▸ 目標:
A. ミストラル契約に関する文章から、「ロシア大統領ウラジーミル・プ」で始まり「の艦を処分出来るようになる。」まで続く部分を一字一句そのまま抜き出してください。
B. ミストラル契約に関する文章によると、フランス当局が供給契約の凍結を初めて発表したのはいつか答えること。
C. ミストラル契約に関する文章の最後の文に続けて、その先を書き継ぐこと。

▸ 本文:

......

フランスはロシアへ「ミストラル」型ヘリコプター空母の建造の為に支払い済みの代金を返還する。
クレムリンは、この問題が決着したと見ていると公式に表明した。


ロシア大統領ウラジーミル・プーチンは、彼のフランスの同僚(大統領)フランソワ・オランドと電話会談を行なった。
ロシア連邦大統領府広報サービスは、両首脳が「2011年6月に署名されたミストラル型ヘリコプター揚陸ドック艦2隻の建造・供給の為の契約を終了する為の共同決定を下した」と伝えた。

専門家の協議過程で「過去の伝統的なロシアとフランスの友好的な関係が鍵となり、契約下で支払ったロシア側への補償金、更には、設置されたロシア製機器及び材料の返還で相互合意に達した」事は注目される。

更にロシア大統領府広報サービスは、フランスが既に資金を振り込んでいると発表した。
ロシア製機器の返還後、(フランスは)財産権を取得し、双方の艦を処分出来るようになる。

「モスクワは、ミストラルに関する問題は完全に決着したと考えております」
広報サービスは表明した。

ロシア「ミストラル」を供給する為の契約を凍結するとフランス当局が初めて発表したのは2014年9月3日であった。
後にフランソワ・オランドは、全てはウクライナ紛争の展開に依ると説明した。
(2014年)11月末、ロシアへの艦の引き渡しの一時停止が正式に決定された。
メディアの報道によると、2015年5月、契約終了の条件に関する交渉が始まった。

......

▸ 記録データ:
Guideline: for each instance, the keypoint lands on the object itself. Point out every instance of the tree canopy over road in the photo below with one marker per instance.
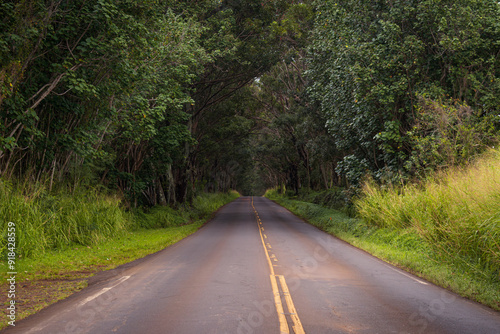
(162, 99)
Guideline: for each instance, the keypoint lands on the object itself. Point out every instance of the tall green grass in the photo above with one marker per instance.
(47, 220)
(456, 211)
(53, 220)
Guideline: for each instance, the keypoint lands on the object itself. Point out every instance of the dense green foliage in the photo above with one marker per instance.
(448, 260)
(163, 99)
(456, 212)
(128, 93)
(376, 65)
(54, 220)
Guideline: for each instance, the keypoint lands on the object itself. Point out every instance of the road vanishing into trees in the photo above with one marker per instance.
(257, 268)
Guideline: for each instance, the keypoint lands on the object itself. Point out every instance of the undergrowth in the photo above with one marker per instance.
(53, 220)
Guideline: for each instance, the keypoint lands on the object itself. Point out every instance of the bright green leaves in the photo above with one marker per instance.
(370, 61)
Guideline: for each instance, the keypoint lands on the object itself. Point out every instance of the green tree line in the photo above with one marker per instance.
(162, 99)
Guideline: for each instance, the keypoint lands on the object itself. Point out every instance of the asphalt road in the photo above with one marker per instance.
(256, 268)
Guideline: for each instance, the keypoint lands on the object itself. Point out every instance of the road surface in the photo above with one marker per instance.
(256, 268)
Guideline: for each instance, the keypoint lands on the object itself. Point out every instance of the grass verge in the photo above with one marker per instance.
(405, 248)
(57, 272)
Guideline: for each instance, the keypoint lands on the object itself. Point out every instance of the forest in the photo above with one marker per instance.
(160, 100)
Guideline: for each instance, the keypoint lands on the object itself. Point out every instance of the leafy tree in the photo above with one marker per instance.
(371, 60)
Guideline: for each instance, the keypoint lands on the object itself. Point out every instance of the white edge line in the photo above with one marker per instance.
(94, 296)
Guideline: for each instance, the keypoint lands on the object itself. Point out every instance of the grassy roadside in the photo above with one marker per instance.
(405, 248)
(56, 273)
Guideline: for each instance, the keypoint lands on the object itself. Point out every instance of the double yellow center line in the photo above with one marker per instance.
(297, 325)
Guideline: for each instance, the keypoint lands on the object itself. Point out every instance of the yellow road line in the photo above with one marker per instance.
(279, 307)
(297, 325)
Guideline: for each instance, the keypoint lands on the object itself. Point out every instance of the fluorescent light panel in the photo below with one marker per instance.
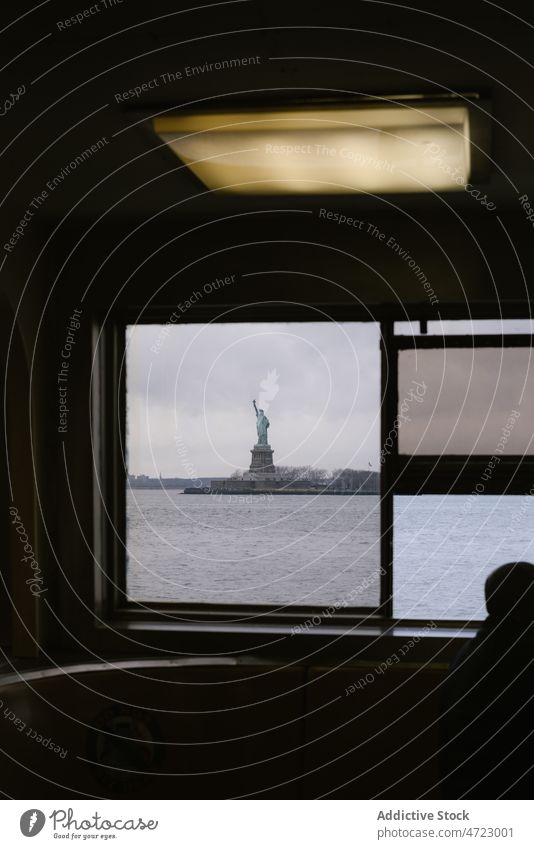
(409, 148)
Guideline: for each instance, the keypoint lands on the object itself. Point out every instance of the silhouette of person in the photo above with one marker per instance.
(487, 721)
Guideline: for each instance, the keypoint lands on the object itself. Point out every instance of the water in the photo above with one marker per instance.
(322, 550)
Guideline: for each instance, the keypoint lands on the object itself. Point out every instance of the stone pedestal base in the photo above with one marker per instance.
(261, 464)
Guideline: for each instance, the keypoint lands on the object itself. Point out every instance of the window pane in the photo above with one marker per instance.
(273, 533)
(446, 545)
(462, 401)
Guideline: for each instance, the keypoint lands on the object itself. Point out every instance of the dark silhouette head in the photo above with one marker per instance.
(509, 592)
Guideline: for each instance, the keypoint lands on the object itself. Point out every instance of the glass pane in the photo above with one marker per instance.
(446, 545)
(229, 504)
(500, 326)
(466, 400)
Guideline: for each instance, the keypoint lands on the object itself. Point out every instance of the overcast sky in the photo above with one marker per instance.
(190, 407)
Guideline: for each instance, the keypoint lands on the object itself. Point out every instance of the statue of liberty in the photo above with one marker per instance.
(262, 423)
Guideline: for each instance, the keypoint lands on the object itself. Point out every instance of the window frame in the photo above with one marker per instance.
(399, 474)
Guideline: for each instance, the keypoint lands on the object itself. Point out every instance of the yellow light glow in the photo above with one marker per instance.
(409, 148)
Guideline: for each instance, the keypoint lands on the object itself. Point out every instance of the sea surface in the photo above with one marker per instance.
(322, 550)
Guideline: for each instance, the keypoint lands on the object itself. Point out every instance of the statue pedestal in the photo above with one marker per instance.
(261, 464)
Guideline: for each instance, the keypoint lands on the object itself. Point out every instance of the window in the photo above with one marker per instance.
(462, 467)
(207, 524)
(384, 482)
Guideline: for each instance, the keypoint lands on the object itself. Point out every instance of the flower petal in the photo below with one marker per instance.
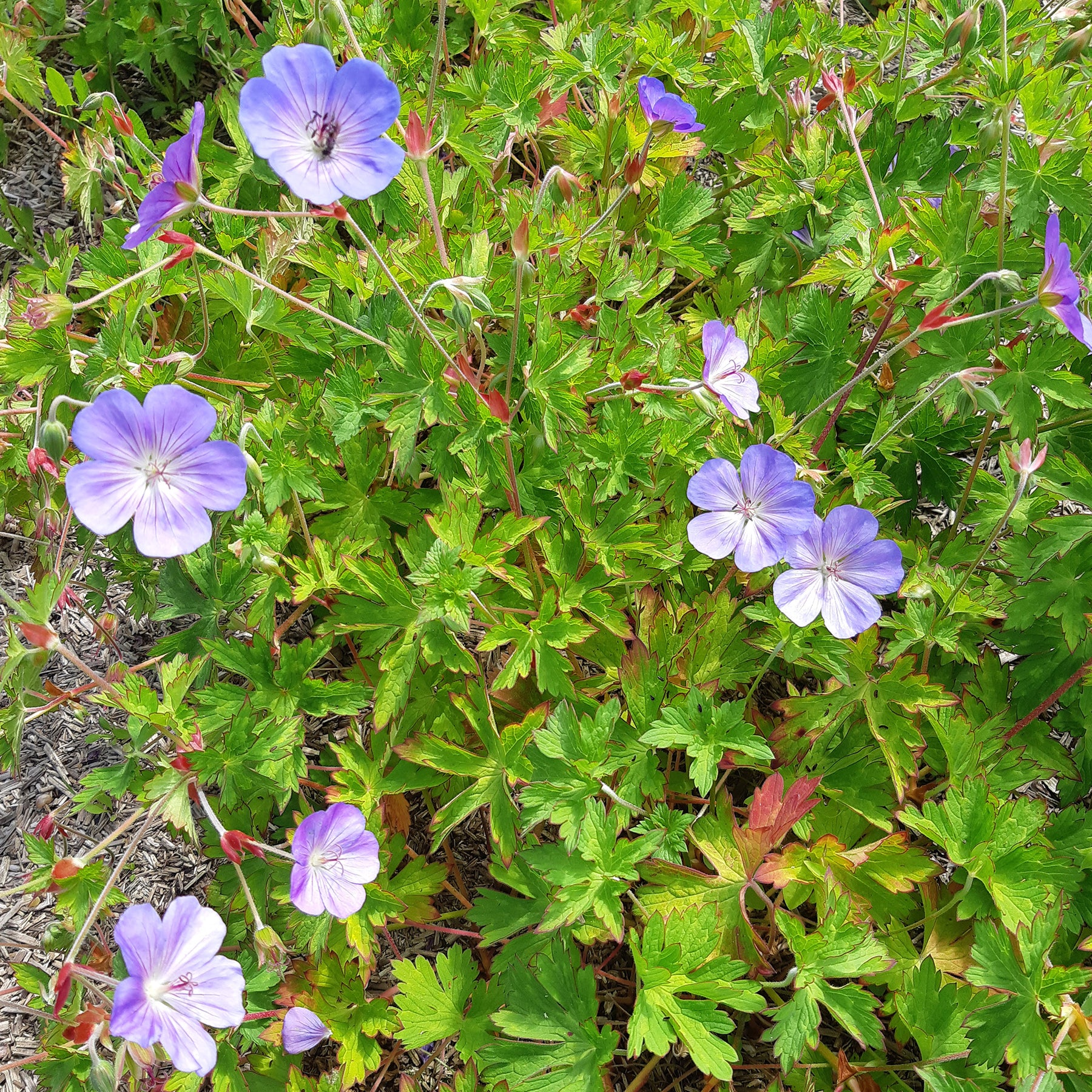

......

▸ 解答:
A.
ロシア大統領ウラジーミル・プーチンは、彼のフランスの同僚(大統領)フランソワ・オランドと電話会談を行なった。
ロシア連邦大統領府広報サービスは、両首脳が「2011年6月に署名されたミストラル型ヘリコプター揚陸ドック艦2隻の建造・供給の為の契約を終了する為の共同決定を下した」と伝えた。

専門家の協議過程で「過去の伝統的なロシアとフランスの友好的な関係が鍵となり、契約下で支払ったロシア側への補償金、更には、設置されたロシア製機器及び材料の返還で相互合意に達した」事は注目される。

更にロシア大統領府広報サービスは、フランスが既に資金を振り込んでいると発表した。
ロシア製機器の返還後、(フランスは)財産権を取得し、双方の艦を処分出来るようになる。

B. 2014年9月3日

C.
最新報道によると、補償金の額は、ほぼ12億ユーロになる。


『ロシア通信社ノーボスチ』より
2015年8月6日9時29分配信
【フランス国防省:「ミストラル」の為の支払いは12億ユーロよりは少なくなる】
モスクワ、8月6日-ロシア通信社ノーボスチ

フランス国防相ジャン・イヴ・ル・ドリアンは、パリ「ミストラル」型ヘリコプター空母2隻の建造契約下の資金を満額支払うつもりであると表明した。
支払額は、12億ユーロよりは少なくなると『ロイター通信』は伝えた。

「2隻の艦の初期費用は12億ユーロでした。
(新たな)合意による支払いは・・・それよりは少なくなります。
今回に限り、ロシアへはユーロ金融債務で返還され、彼らは、それを現金に換える事が出来ます」
国防相
ラジオ局『RTL』の生放送で表明した。

ル・ドリアンによると、正確な金額と合意の基本内容は議会で議論され、当事者間で達した合意を批准しなければならない。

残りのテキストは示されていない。